Directions
Rewrite the listing from its first line through the line that contains "Coordinates are whole", with "outline" changed to "trace" and all else left unchanged. Return only those lines.

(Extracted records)
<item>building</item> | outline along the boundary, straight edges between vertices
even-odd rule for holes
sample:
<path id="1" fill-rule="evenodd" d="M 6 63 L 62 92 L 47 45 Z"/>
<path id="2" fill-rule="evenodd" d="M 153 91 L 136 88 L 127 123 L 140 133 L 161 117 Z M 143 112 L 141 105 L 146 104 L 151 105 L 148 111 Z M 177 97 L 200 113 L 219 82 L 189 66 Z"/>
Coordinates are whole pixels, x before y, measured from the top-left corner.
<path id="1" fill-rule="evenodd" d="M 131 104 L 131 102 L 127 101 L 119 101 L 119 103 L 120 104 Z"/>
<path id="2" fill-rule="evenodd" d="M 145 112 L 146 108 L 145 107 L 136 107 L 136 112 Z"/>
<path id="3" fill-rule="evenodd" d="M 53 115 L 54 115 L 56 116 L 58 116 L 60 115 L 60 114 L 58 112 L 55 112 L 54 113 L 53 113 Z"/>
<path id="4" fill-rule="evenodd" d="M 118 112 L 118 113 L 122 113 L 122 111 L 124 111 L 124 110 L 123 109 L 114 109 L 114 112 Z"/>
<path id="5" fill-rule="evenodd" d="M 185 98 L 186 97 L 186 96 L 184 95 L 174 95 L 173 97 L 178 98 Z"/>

Written answer
<item>building</item> | trace along the boundary, straight edges between vertices
even-odd rule for holes
sample:
<path id="1" fill-rule="evenodd" d="M 6 63 L 62 92 L 47 45 Z"/>
<path id="2" fill-rule="evenodd" d="M 153 91 L 136 88 L 127 123 L 140 133 L 161 117 Z M 143 112 L 141 105 L 146 104 L 151 105 L 148 111 Z M 177 97 L 200 113 L 219 82 L 189 66 Z"/>
Coordinates are whole pixels, x before y, measured from the top-left corner.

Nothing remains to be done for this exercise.